[Referring expression data]
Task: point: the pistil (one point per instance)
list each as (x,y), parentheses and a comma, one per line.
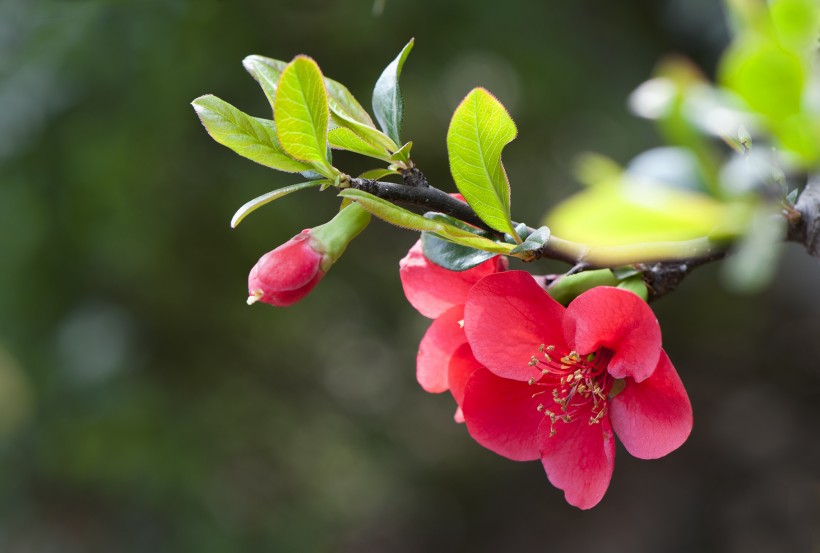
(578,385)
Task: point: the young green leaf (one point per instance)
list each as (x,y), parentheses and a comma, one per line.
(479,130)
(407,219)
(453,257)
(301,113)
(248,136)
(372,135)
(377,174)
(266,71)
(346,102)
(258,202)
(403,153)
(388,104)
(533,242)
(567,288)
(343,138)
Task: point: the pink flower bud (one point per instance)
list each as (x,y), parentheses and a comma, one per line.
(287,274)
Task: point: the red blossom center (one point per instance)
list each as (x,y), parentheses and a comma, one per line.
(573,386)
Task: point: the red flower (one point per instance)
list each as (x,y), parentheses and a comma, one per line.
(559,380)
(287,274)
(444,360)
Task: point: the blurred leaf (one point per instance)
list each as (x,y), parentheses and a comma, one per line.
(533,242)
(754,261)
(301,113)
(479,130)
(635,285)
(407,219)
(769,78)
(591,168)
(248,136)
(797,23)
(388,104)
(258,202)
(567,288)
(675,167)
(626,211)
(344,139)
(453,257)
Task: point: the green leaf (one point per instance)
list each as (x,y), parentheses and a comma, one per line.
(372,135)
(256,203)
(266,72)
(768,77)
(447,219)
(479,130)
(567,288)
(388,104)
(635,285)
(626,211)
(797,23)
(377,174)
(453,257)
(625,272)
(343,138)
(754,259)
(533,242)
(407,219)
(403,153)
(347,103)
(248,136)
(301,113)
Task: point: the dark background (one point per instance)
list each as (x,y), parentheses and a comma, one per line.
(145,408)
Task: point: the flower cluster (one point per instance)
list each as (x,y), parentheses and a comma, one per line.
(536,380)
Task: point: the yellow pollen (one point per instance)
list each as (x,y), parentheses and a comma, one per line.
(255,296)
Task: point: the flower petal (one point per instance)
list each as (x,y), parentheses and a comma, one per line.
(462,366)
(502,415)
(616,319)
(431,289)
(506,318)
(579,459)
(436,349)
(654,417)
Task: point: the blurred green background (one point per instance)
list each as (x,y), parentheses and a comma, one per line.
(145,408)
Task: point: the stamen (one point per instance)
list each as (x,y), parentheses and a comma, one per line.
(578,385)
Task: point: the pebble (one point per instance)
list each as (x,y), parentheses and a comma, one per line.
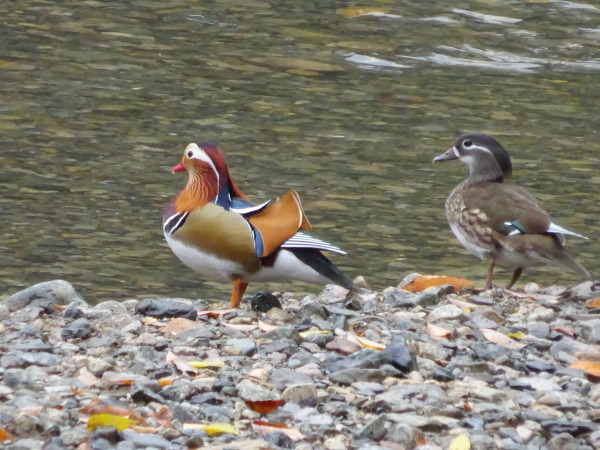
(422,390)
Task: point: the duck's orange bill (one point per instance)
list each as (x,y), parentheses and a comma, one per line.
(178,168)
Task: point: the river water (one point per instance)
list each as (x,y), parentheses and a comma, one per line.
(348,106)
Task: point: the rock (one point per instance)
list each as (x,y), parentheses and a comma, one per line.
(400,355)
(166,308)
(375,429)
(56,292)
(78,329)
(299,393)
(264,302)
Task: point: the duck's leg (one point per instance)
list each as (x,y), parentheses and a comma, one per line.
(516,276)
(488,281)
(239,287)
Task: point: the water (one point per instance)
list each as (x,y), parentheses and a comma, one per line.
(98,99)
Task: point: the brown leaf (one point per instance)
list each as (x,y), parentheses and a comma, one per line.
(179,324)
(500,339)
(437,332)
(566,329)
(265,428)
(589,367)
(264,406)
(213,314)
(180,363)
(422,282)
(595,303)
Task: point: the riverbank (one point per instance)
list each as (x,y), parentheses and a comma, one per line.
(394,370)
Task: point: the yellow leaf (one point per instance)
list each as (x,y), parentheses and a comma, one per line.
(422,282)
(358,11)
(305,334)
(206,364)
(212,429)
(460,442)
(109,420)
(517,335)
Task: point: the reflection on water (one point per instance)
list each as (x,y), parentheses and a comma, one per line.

| Aim of the exercise |
Would you give the entries above again verbatim, omitting the images they contain?

| Response area |
Task: point: the pistil (one point per instance)
list each as (x,y), parentheses and a comma, one per line.
(578,385)
Task: point: the young green leaf (one point per instance)
list each as (x,y), parentheses and a comma, one per line.
(479,130)
(407,219)
(453,257)
(301,113)
(248,136)
(372,135)
(377,174)
(266,71)
(346,102)
(258,202)
(403,153)
(388,104)
(533,242)
(567,288)
(343,138)
Task: point: the pink flower bud (one point per instance)
list each as (x,y), parentheses and a comma, one per line.
(287,274)
Task: point: the red blossom center (one point per instance)
list each as (x,y), parentheses and a comma, one per line.
(573,386)
Task: point: the red flower (one point per instance)
list each as (x,y), parentheses and a comma, one per line.
(559,380)
(287,274)
(444,360)
Task: point: the blurred leaf (one point per instance)
list each as (x,y), parentheses and a comma, one per line.
(533,242)
(754,261)
(301,113)
(479,130)
(635,285)
(407,219)
(769,78)
(591,168)
(248,136)
(797,23)
(388,104)
(258,202)
(567,288)
(675,167)
(626,211)
(344,139)
(453,257)
Task: point: the green leaf (one point per instance)
list each as (x,y), parentheses and a comma, one per line.
(372,135)
(256,203)
(266,72)
(768,77)
(447,219)
(479,130)
(567,288)
(388,104)
(635,285)
(626,211)
(797,23)
(377,174)
(453,257)
(625,272)
(343,138)
(754,259)
(533,242)
(407,219)
(403,153)
(347,103)
(248,136)
(301,113)
Task: point: the dark background (one point per instance)
list each as (x,y), parentheses and a comma, one per line.
(145,408)
Task: point: the flower cluster (one point per instance)
list each as (x,y), parentheses and a comma, one per line.
(536,380)
Task: point: the yellow pollen (one point per instance)
list each as (x,y), parentheses and a comma, one per line.
(255,296)
Task: point: the flower petal (one point per instance)
list each as (x,y), parentheses and a comma, one per line.
(462,366)
(502,415)
(616,319)
(431,289)
(506,318)
(579,459)
(436,349)
(654,417)
Task: point: the blurred green background (one point per instance)
list each as (x,y), parentheses and a comma, one per line.
(145,408)
Task: point: the stamen (one point per instance)
list each as (x,y), parentheses and a comma, one per line.
(578,385)
Task: point: the pebble (one point per instance)
list each as (x,y), parentheses and a comma, one per line.
(422,390)
Task: point: the duck's orange bill (one point per instance)
list each as (x,y), parentheses and a comma, one per line.
(178,168)
Task: point: the river water (one point per instance)
list each as (x,y), parentheses and a comma, one per line.
(348,106)
Task: point: the rock (one point per instance)
list each as (x,y), parentheses and a comma, one per line.
(400,355)
(166,308)
(375,429)
(56,292)
(78,329)
(299,393)
(264,302)
Task: point: the duck's leg (one point per instance)
list each as (x,y), parentheses and a comma, one per line.
(516,276)
(488,281)
(239,287)
Task: point: the water (one point per instance)
list each as (x,y), parentheses and a comma, one per line.
(98,99)
Task: point: the brown leaf (one point per instance)
list each as (x,y), parentheses and a comma, one per line.
(179,324)
(500,339)
(437,332)
(566,329)
(265,428)
(589,367)
(264,406)
(213,314)
(180,363)
(422,282)
(595,303)
Task: point: the riverbank (one point per instance)
list each as (x,y), parentheses and a comma, one per line.
(394,370)
Task: point: the yellow leaf (one point per instance)
list each as (x,y), parentheses and a comma, one per line.
(422,282)
(358,11)
(305,334)
(206,364)
(212,429)
(460,442)
(109,420)
(517,335)
Task: point: the reflection on water (one point per instance)
list each as (x,y), parentheses and a comma, one per line.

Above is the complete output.